(Problem to solve) Find every line in the listing below that contains the string "stone" and copy each one. The match is case-sensitive.

═════ The data ═════

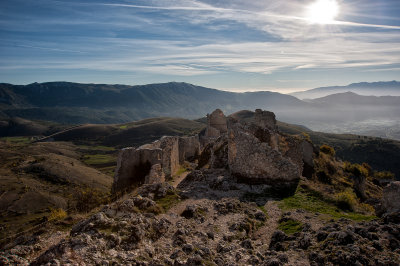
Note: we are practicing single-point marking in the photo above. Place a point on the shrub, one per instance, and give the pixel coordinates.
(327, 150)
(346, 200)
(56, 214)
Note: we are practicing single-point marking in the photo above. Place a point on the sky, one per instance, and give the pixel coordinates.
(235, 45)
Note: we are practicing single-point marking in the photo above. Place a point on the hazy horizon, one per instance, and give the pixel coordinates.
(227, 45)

═════
═════ The data ═════

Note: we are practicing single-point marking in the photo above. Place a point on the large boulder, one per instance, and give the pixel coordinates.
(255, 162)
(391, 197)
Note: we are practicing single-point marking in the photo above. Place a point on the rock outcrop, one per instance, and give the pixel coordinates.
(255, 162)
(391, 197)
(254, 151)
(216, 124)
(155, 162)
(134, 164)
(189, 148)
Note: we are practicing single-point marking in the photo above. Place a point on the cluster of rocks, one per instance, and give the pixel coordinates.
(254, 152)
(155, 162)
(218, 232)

═════
═════ The data ═════

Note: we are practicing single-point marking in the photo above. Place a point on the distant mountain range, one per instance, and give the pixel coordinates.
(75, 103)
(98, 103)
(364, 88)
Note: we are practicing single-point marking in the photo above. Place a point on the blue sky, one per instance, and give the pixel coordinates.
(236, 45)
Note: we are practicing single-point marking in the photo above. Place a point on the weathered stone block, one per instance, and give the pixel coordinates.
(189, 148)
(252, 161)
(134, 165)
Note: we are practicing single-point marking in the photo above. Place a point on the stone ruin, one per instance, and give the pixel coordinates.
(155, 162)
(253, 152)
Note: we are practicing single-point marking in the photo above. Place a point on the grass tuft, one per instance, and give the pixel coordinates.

═════

(Task output)
Note: we are practicing single-point marking in the photo above. Place a point on the weathered stone block, one per instance, and give the pixel coordinates.
Note: we are practicing single-point marking in the photo above. Place a point on the stone ruin, one per instance, and give the pixel coordinates.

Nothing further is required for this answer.